### BRIEF
Repeat every entry exactly as it appears.

---------- MATERIAL FOR THE TASK

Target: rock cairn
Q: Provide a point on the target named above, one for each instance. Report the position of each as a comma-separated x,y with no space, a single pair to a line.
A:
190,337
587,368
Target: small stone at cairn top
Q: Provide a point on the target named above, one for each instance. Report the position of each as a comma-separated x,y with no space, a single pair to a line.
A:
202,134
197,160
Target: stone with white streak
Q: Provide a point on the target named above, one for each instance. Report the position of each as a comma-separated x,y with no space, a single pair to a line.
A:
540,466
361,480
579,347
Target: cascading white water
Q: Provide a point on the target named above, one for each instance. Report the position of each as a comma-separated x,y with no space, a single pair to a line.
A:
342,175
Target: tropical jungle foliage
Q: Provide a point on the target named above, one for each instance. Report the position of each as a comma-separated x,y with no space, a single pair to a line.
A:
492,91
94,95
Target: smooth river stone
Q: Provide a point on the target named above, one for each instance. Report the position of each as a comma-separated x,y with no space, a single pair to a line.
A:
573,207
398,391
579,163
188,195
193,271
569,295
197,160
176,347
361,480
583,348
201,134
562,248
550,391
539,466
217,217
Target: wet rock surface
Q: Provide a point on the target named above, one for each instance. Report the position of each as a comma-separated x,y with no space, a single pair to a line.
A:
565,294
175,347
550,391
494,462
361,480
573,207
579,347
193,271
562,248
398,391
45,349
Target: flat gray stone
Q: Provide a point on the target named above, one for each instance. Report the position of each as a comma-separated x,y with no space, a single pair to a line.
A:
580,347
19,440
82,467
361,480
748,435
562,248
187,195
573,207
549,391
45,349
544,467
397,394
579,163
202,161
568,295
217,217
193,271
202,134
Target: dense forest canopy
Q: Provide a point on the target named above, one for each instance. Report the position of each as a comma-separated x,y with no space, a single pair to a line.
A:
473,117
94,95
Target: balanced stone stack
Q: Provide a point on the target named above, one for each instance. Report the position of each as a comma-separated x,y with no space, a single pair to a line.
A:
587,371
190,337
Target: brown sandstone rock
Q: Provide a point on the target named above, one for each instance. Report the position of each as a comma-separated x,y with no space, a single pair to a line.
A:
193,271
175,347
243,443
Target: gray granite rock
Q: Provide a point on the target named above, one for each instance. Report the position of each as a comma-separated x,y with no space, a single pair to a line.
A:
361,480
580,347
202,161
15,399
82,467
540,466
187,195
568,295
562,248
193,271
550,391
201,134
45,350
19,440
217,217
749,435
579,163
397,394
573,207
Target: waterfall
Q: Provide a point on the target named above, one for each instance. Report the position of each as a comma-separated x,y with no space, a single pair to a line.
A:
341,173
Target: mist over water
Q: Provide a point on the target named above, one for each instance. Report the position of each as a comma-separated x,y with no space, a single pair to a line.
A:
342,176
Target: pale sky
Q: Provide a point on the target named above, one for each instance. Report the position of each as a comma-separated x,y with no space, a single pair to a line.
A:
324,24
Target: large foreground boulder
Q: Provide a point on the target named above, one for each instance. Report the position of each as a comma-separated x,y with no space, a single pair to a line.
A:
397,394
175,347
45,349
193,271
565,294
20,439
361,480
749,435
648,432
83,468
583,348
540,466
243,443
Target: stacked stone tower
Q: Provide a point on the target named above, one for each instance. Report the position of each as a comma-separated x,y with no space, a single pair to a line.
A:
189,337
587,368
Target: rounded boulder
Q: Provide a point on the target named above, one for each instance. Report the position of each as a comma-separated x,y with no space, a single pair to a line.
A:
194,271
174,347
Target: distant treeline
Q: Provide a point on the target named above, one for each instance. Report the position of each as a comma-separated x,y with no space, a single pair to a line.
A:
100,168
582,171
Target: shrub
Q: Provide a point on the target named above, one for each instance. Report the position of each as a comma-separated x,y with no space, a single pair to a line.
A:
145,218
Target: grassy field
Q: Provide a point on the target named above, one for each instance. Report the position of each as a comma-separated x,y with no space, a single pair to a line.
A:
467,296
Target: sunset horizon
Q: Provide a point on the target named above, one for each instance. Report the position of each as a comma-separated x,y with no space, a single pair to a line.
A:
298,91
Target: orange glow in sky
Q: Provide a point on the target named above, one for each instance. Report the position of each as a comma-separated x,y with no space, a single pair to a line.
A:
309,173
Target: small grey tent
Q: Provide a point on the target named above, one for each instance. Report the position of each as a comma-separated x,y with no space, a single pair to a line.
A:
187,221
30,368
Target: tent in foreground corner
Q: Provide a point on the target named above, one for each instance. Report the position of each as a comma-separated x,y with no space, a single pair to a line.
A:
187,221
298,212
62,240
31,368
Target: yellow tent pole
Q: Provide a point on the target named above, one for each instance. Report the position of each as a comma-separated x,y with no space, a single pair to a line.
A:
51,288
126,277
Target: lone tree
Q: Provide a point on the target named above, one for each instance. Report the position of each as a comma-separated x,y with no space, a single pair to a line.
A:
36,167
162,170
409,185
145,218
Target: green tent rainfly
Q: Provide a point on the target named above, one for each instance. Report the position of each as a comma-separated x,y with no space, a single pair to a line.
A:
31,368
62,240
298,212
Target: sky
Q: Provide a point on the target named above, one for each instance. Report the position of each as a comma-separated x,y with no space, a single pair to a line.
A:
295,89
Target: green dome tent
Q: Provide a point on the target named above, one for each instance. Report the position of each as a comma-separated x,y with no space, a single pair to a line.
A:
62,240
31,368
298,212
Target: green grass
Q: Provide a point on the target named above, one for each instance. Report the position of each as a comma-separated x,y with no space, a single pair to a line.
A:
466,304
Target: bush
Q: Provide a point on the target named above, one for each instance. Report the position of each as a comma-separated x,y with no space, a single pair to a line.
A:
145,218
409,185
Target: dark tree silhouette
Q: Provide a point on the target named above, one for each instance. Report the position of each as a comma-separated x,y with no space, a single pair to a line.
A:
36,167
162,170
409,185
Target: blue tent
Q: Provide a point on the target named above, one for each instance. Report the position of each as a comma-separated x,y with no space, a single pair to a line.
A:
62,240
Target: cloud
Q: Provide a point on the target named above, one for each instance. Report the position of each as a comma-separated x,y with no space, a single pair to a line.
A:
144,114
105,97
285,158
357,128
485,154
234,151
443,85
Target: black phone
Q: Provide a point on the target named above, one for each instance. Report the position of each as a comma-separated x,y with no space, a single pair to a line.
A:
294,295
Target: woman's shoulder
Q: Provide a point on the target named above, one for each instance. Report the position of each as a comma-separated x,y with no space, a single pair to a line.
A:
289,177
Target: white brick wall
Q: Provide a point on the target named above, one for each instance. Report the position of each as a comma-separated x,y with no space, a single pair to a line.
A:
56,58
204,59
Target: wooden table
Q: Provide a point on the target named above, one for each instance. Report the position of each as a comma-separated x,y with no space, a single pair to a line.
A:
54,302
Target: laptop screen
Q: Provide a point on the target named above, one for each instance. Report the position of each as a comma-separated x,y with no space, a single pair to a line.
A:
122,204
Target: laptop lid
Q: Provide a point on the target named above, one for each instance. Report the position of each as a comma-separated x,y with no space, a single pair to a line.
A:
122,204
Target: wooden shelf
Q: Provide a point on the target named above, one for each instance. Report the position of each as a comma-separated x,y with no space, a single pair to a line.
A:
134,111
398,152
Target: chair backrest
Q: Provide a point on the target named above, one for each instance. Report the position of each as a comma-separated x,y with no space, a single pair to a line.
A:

--------------------

### FINISHED EXERCISE
Target: rock cairn
Q: Provide a point on the target named above, one for each instance. Report the position of each as a comma-separated x,y with no space, a single pair to a line.
A:
190,337
587,368
Target: small stone at cairn top
Q: Provide a point on the target named above, one for each instance. Report the position of each as a comma-separated x,y with no space, a single pair to a line.
A:
202,134
197,160
Target: stone with white streak
Q: Provide a point on the target named above, one for each instance. Report the position of each as a comma-separated x,y with no space, a single pair to a line.
A:
540,466
361,480
579,347
Target: cascading white water
Q: Provide a point on the target named above, one for each instance. Report the position of each as a comma-separated x,y with no space, a single pair to a line.
A:
342,175
Target: tropical jungle foliage
Q: Provide a point on the target named above, one for each instance. Report the position of each as a comma-separated x,y with no space, a single pair to a line.
A:
492,91
94,95
Target: smooth river stone
Q: Provide a point on the target named above, one for each instance. Report the position of each as a comma-separated x,y with no space, a single pair to a line.
A:
573,207
398,391
579,163
188,195
193,271
569,295
197,160
176,347
361,480
583,348
201,134
562,248
550,391
539,466
217,217
Target: wet rock surface
Q: Provide a point on the target named above, one for each instance. Report the position of each as a comma-separated x,y with no space, a single pair to a line.
A:
565,294
175,347
550,391
494,462
361,480
573,207
579,347
193,271
562,248
398,391
45,349
Target: flat gray stone
Q: Provide a point on the target named above, one for each instance. Report the position of each as a comma-separated x,y with no space, a single pair to a line.
A:
580,347
19,440
82,467
361,480
748,435
562,248
187,195
573,207
549,391
45,349
544,467
397,394
579,163
202,161
568,295
217,217
193,271
202,134
Target: dense forest canopy
Q: Provide a point on the target named above, one for each instance. Report the position of each as a comma-separated x,y with no space, a single pair to a line.
A:
473,117
94,95
Target: balanced stone stack
Q: Provide a point on the target named above, one for each instance. Report the position of each as a comma-separated x,y with no space, a single pair to a line.
A:
587,371
190,337
Target: brown sandstone rock
Q: Provide a point on the target named above, one for each instance. Report the position of each as a comma-separated x,y with no space, a single pair to a line.
A:
193,271
175,347
243,443
Target: gray granite rock
Q: Provide a point on the target named above, one for each instance. Report the position of each as a comma-separated x,y with no space, a single pair to a line.
A:
361,480
580,347
202,161
15,399
82,467
540,466
187,195
568,295
562,248
193,271
550,391
201,134
45,350
19,440
217,217
749,435
579,163
397,394
573,207
Target: waterfall
Q: Provide a point on the target named above, one for each instance. Report the position of each as a comma-separated x,y with no space, a single pair to a line.
A:
341,173
Target: mist over water
Q: Provide a point on the target named above, one for each instance. Report the position of each as a comma-separated x,y with no space, a single pair to a line.
A:
342,176
Target: pale sky
Q: Provide a point on the target named above, one for each instance. Report the position of each as a comma-separated x,y with no space, a single pair to a line.
A:
324,24
Target: large foreground boulder
Q: Provide a point on the target named above, one for each instance. Report the position of each as a comma-separated x,y with no space, a single pair to a line.
A:
397,394
175,347
45,349
193,271
565,294
20,439
361,480
749,435
648,432
83,468
583,348
540,466
243,443
Target: stacked stone tower
Q: Provide a point on the target named above, one for each instance. Report the position of each as a comma-separated x,y with no space, a single pair to a line.
A:
189,337
587,368
Target: rounded boulder
Q: Provide a point on the target named above, one for each instance. Report the position of each as a comma-separated x,y with no space, a single pair to a line.
A:
194,271
174,347
Target: distant treeline
Q: Provide a point on the target named above, one for each instance. Report the position of each as a comma-separated x,y with no space, a single pair to a line.
A:
100,168
582,171
Target: shrub
Q: Provide a point on the target named above, one for each instance. Report the position of each as a comma-separated x,y with no space, a single pair to a line.
A:
145,218
Target: grassy field
Q: Provide a point on the target named above, one for each instance. Report the position of each as a comma-separated x,y with no space, a single pair to a line.
A:
467,296
Target: sunset horizon
Q: Provide a point on the target named above, one for each instance. Report the position of each as a comma-separated x,y with no space, a single pair to a line.
A:
298,91
Target: orange glow in sky
Q: Provide a point on the target named above, one for each instance. Report the position of each as a comma-separated x,y with no space, a single pair to a line.
A:
309,173
Target: small grey tent
Q: Provide a point on the target named above, one for each instance. Report the position of each as a comma-separated x,y with no space, a single pair to a line.
A:
187,221
30,368
Target: tent in foreground corner
Q: Provide a point on the target named above, one for each instance. Report the position of each as a comma-separated x,y with no space, a single pair to a line.
A:
187,221
298,212
62,240
31,368
Target: yellow tent pole
Q: Provide a point on the target named above, one for each instance. Report the position of each as a comma-separated x,y with no space, a single pair to a line.
A:
51,288
126,277
Target: lone tree
Q: Provide a point on the target named above, one for each instance. Report the position of each as a comma-separated x,y with no space, a single pair to a line.
A:
36,167
162,170
409,185
145,218
Target: green tent rainfly
Q: Provide a point on the target named above, one for each instance. Report the position of each as a comma-separated x,y with no space, a single pair to a line.
A:
31,368
62,240
298,212
Target: sky
Q: Provide a point on the target named above, one for each instance. Report the position of each as a comma-separated x,y with no space, a single pair to a line.
A:
295,89
Target: green dome tent
Q: Provide a point on the target named above, one for each instance. Report the position of each as a comma-separated x,y with no space, a single pair to a line.
A:
62,240
31,368
298,212
Target: green grass
Q: Provide a point on the target named above, one for each instance. Report the position of each as a comma-separated x,y with no space, a single pair to a line.
A:
466,304
Target: bush
Q: Provide a point on the target named above, one for each instance. Report the position of each as a comma-separated x,y with no space, a single pair to a line.
A:
145,218
409,185
Target: dark tree silhouette
Q: Provide a point on the target named above, one for each instance. Report the position of each as a comma-separated x,y with no space, a single pair to a line.
A:
36,167
162,170
409,185
Target: blue tent
Q: Provide a point on the target named above, one for each instance. Report the position of each as a comma-separated x,y with no space, a single pair to a line.
A:
62,240
Target: cloud
Q: Provide a point on the target named above, one for each instance. Report the position of each as a comma-separated x,y with no space, a single pair to a line.
A:
144,114
105,97
285,158
357,128
485,154
234,151
443,85
Target: black phone
Q: Provide a point on the target named above, one for each instance. Report the position of each as a comma-separated x,y with no space, a single pair to a line.
A:
294,295
Target: woman's shoulder
Q: Provide a point on the target named above, one for each instance. Report the position of each as a comma-separated x,y with no space, a single pair to a line.
A:
289,177
Target: white brick wall
Q: Provide a point on the target named above, one for each instance. Report the position of each as a comma-separated x,y with no space, a single pair to a line.
A:
56,58
204,59
Target: wooden table
Q: Provide a point on the target named above, one for each instance. Report the position of each as a comma-separated x,y with no space, a single pair to a line.
A:
54,302
Target: laptop screen
Q: Provide a point on the target named above, one for each instance. Report the position of each as a comma-separated x,y with no space, a single pair to a line.
A:
122,204
Target: laptop lid
Q: Provide a point on the target named above, one for each instance. Report the position of each as a comma-separated x,y with no space, a single pair to a line.
A:
122,204
Target: wooden shelf
Q: Provide a point on the target named above, one for each instance. Report the position of each as a comma-separated x,y with no space, a single pair to a line.
A:
134,111
398,152
Target: chair backrest
Q: Provide a point on the target named above, one for each instance. Report the position of each as a comma-separated x,y with no space, a single pair to a line.
A:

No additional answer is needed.